# START OF Provided text
This section provides an initial overview of the DR plan proposed by Delta technology. Various components of the plan are discussed, and, in some cases, Delta has made assumptions regarding the resolution of the issues discussed in Section 2. Should Delta's assumptions prove incorrect, some parts of this overview may need to be modified.

 

5.1       Alternate Sites

 

GHAG has defined 2 alternate sites for Disaster Recovery purposes. The first is an alternate site within the Main St. facility, located in [TBD]. This site shall be used in the event of a localized disaster that disallows the use of the existing data center without affecting the entire building. The room will be pre-wired with a fiber connection leading to the 4th floor data closet to provide an Internet connection. Wiring for other connections (i.e. server and client systems) will be run manually utilizing CAT5 wire as necessary from this location. It is assumed that most of the users will be able to remain at their current work locations in the event of such a disaster.
# END OF Provided text
# START OF Supplied information
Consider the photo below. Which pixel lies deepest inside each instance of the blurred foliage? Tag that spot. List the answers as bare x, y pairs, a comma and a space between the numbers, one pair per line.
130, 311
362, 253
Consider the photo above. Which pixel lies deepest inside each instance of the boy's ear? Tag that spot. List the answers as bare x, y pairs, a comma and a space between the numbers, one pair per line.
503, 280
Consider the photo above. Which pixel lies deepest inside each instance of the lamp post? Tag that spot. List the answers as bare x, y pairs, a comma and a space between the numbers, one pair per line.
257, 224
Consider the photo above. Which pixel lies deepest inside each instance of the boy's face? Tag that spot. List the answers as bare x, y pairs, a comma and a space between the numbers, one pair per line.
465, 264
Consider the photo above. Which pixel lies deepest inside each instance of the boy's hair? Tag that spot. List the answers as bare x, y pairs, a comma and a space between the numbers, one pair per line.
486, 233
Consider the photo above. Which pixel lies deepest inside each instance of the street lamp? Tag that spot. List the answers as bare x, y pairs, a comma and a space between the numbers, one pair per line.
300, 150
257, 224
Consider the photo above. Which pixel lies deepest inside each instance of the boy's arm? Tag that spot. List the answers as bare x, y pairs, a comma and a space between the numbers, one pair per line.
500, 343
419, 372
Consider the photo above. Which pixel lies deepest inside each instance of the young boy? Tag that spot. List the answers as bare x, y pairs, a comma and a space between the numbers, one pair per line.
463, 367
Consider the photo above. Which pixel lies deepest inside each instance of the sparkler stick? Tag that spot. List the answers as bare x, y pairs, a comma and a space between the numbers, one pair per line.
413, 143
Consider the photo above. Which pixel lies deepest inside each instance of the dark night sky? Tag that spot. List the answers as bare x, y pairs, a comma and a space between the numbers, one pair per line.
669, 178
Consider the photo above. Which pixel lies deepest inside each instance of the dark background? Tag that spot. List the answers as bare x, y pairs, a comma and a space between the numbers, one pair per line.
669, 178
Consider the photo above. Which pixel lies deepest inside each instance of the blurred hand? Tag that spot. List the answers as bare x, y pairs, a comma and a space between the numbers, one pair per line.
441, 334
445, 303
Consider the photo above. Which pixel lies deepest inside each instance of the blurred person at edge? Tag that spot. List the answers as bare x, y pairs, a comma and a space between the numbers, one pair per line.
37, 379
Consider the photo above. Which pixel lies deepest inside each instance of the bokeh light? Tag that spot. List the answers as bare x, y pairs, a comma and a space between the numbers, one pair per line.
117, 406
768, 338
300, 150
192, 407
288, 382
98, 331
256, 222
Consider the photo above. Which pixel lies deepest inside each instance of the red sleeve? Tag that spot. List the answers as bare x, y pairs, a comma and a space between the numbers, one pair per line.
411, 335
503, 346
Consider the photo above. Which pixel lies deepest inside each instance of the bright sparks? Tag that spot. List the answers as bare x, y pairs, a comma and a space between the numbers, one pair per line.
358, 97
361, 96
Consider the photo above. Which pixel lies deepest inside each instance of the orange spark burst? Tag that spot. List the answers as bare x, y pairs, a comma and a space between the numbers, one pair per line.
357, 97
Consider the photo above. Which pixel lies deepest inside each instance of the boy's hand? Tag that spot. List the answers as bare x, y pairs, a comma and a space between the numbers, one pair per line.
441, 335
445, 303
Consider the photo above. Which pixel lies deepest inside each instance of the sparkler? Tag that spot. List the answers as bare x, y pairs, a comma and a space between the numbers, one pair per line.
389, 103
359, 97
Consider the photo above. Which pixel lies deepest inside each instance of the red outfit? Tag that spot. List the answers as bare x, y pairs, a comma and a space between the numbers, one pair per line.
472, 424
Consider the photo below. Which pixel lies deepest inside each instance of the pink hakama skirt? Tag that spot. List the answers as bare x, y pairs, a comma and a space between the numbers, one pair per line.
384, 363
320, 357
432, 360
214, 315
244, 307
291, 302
# END OF Supplied information
Carry the disaster recovery plan overview above forward from its final sentence.

**Answer to the task**
For disasters that disallow the use of the entire Main St. facility, the alternate DR site is located at the Broad St. facility. The site consists of three rooms located in the southwest corner of the building on the first floor. These rooms are 2 conference rooms and a training room, and are located adjacent to each other. The current training room will be used as a data center. Wiring will be run from the existing frame connection to the training room to provide for an Internet connection. The remaining two room (conference rooms) will be utilized by employees equipped with notebook computers.

 

The Broad St. facility will also be used as a storage location for any DR components requiring off-site storage. This consists of:

 

        The backup Sun server for the GRC application

        A backup printer (132 column) required for printing checks

        Copies of all required forms

        Copies of installation media for all required applications

        A copy of the IT infrastructure documentation

 

5.2       Systems

 

GHAG utilizes three types of systems:

 

        A Sun server

        Various Windows NT servers

        Windows-based clients

 

The backup system for the Sun server will be the existing Ultra 5 server, configured with the GRC application pre-installed. The system will be stored at the Broad St. facility. In the event of a disaster affecting only the Main St. data center, the system will be returned to the Main St. facility and installed in the alternate data center there.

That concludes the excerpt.